International Association for Safe and Ethical AI
- Abbreviation: IASEAI
- Formation: 2024
- Type: Non-profit organization
- Purpose: Promotion of safe and ethical development and governance of artificial intelligence
- Headquarters: Paris, France
- Region served: International
- Official language: English
- Key people: Stuart Russell (President); Mark Nitzberg (Executive Director [Interim]); Loy Sheflott (General Manager); Julia Irwin (Associate Executive Director [Interim]); Amir Banifatemi (Board Member);
- Website: www.iaseai.org

= International Association for Safe and Ethical AI =

Nonprofit organization

The International Association for Safe and Ethical AI (IASEAI) is a non-profit organization whose stated mission is to address the risks and opportunities associated with advances in artificial intelligence (AI). The IASEAI was founded to promote safety and ethics in AI development and deployment. The organization focuses on shaping policy, supporting research, and encouraging a global community of experts and stakeholders.

== Activities ==
The IASEAI is involved in policy development, research and awards, education, and community-building. The organization develops policy analyses related to standards, regulation, international cooperation, and research funding, which are published as position papers. It also supports research into the technical and sociotechnical aspects of AI safety and ethics.

**GIVEN INFORMATION:**
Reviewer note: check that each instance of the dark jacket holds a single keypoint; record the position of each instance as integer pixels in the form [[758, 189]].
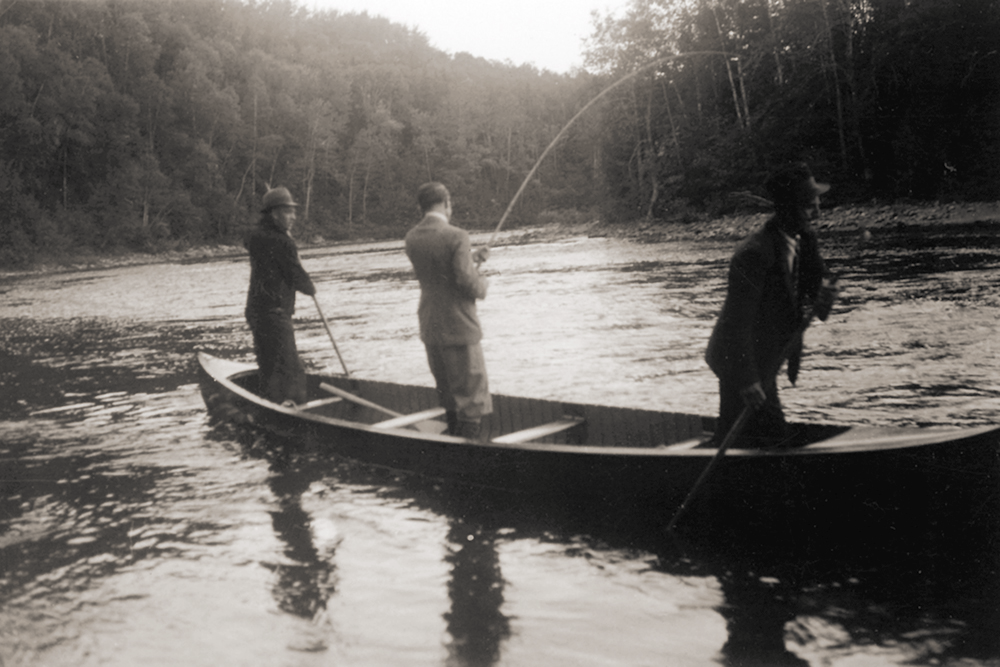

**TASK OBJECTIVE:**
Print the part of the IASEAI overview between "The International Association" and "experts and stakeholders.", inclusive. The material has nothing to do with the IASEAI overview.

**TASK ANSWER:**
The International Association for Safe and Ethical AI (IASEAI) is a non-profit organization whose stated mission is to address the risks and opportunities associated with advances in artificial intelligence (AI). The IASEAI was founded to promote safety and ethics in AI development and deployment. The organization focuses on shaping policy, supporting research, and encouraging a global community of experts and stakeholders.